Return all of the data exactly as written, without the pictures.

-=-=-

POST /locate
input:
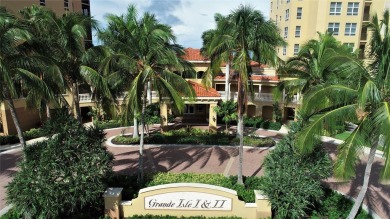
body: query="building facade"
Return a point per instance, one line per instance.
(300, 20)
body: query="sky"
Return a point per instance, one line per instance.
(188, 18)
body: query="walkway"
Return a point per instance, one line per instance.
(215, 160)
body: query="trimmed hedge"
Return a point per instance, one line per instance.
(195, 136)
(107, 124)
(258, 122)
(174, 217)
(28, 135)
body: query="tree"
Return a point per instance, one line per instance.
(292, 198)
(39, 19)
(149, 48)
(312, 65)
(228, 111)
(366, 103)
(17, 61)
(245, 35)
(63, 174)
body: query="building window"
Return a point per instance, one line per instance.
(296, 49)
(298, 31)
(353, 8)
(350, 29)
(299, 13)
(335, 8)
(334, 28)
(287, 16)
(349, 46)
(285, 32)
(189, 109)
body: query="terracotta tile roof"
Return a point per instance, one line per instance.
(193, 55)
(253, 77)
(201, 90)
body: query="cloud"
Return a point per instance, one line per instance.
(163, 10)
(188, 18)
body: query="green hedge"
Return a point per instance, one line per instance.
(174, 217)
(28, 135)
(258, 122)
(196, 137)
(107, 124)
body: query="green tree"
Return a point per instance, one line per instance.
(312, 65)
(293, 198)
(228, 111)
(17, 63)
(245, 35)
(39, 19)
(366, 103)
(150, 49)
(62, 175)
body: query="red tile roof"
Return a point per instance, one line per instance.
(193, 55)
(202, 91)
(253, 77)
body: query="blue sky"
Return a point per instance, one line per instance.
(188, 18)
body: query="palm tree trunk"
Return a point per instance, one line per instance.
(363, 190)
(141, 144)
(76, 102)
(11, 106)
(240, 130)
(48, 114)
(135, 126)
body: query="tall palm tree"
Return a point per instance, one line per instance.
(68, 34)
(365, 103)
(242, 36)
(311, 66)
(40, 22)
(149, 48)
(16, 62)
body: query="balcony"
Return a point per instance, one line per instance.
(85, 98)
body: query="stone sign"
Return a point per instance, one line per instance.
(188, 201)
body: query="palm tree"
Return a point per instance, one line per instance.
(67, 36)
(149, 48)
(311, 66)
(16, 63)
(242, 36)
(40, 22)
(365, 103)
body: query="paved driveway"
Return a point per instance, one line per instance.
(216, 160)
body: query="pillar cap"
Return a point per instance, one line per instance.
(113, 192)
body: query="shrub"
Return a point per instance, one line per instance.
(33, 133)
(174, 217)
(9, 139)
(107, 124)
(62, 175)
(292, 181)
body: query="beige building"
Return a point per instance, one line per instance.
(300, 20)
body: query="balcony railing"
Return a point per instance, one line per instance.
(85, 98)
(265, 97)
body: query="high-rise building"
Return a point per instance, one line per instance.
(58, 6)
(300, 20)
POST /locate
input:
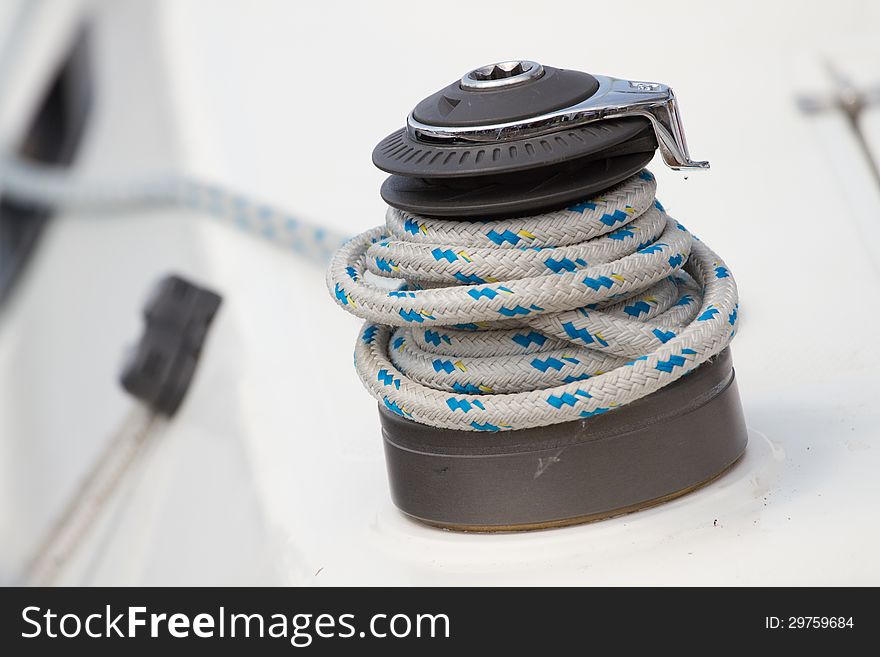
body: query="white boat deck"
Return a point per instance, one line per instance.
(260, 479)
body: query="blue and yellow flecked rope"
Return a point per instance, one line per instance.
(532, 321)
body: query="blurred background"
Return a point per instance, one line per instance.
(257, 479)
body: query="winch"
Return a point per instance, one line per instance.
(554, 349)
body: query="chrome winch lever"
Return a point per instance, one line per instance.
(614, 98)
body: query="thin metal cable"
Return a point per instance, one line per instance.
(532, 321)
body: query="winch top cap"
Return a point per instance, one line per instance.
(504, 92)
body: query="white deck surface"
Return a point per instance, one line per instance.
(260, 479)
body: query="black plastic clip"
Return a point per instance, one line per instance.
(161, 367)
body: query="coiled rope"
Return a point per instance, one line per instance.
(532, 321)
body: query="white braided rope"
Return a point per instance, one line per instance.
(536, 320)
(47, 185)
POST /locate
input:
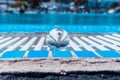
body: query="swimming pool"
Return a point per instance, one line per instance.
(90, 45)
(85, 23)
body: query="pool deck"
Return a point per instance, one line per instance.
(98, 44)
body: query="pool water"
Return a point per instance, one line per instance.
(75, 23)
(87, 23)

-=-=-

• _Solution below_
POST /locate
input:
body: query="building facade"
Return a point per instance, one line per instance.
(300, 20)
body: query="sky"
Return a point per instance, one line per instance.
(188, 18)
body: query="walkway"
Return a point per instance, one line per instance.
(215, 160)
body: query="trimmed hedge"
Return a point per instance, one line per instance.
(195, 136)
(107, 124)
(258, 122)
(174, 217)
(28, 135)
body: query="tree"
Return a point per instance, one line per instance.
(292, 198)
(39, 19)
(149, 48)
(312, 65)
(228, 111)
(366, 103)
(17, 61)
(245, 35)
(63, 174)
body: query="building window"
Return a point per instance, one line per instance.
(296, 49)
(298, 31)
(353, 8)
(350, 29)
(299, 13)
(335, 8)
(334, 28)
(287, 16)
(349, 46)
(285, 32)
(189, 109)
body: query="terracotta tile roof"
Return a point per instance, one line per instance.
(193, 55)
(253, 77)
(201, 90)
body: query="cloud"
Return a point per instance, one line per instance.
(163, 10)
(188, 18)
body: query="green hedge"
Return a point per instance, one line per instance.
(174, 217)
(28, 135)
(258, 122)
(196, 137)
(107, 124)
body: query="green tree"
Return a point per instance, one line per instance.
(312, 65)
(293, 198)
(228, 111)
(17, 63)
(245, 35)
(39, 19)
(366, 103)
(150, 49)
(62, 175)
body: query="red tile roof"
Return a point per instance, one line per instance.
(193, 55)
(202, 91)
(253, 77)
body: query="blue sky"
Return a point per instance, one line per instance.
(188, 18)
body: query="palm tree trunk"
Return a point per instance, one line per instance.
(363, 190)
(141, 144)
(76, 102)
(11, 106)
(240, 130)
(48, 114)
(135, 126)
body: query="tall palm tree"
Return a point per instance, one line per instance.
(68, 34)
(365, 103)
(242, 36)
(311, 66)
(40, 22)
(149, 48)
(16, 62)
body: query="balcony"
Return a point per instance, one line per instance.
(85, 98)
body: query="stone sign"
Return a point per instance, one line per instance.
(188, 201)
body: query="palm tree"
Return a point per instance, one line per instance.
(67, 36)
(149, 48)
(311, 66)
(16, 63)
(242, 36)
(40, 22)
(365, 103)
body: query="paved driveway"
Return a point per instance, one line per instance.
(216, 160)
body: query="pillar cap"
Return a point per instance, one line per instance.
(113, 192)
body: query="shrub"
Return a point per instance, one line per instance.
(33, 133)
(174, 217)
(9, 139)
(107, 124)
(62, 175)
(292, 181)
body: query="beige building"
Return a point per instance, one line per instance.
(300, 20)
body: query="balcony railing"
Return a point per instance, one line per instance.
(85, 98)
(265, 97)
body: query="high-rise building"
Return a point per instance, one line per instance.
(58, 6)
(300, 20)
POST /locate
input:
body: query="white boat deck"
Return a point per instance, one line per instance.
(260, 479)
body: query="blue and yellow flecked rope"
Return a point per instance, one line per instance.
(532, 321)
body: query="blurred background"
Return a point per instance, one line per instance.
(257, 479)
body: query="winch"
Return a point per instance, one line per instance.
(554, 349)
body: query="chrome winch lever"
Return a point per instance, one line per instance.
(614, 98)
body: query="thin metal cable"
Return a point per instance, one line per instance.
(532, 321)
body: query="winch top cap"
Return a point per instance, one line per instance.
(504, 92)
body: query="white deck surface"
Return a point per instance, one line per instance.
(260, 479)
body: query="black plastic clip"
Return a point per instance, one line per instance.
(161, 367)
body: query="coiled rope"
Return a point per instance, one line per instance.
(532, 321)
body: query="white braided rope"
Return a point per instance, one line per instance.
(536, 320)
(47, 185)
POST /locate
input:
body: query="swimming pool"
Return a point per instance, one line per instance.
(90, 45)
(85, 23)
body: query="pool deck"
Return a point per instance, one line per instance.
(98, 44)
body: query="pool water"
Return a point per instance, one line per instance.
(75, 23)
(87, 23)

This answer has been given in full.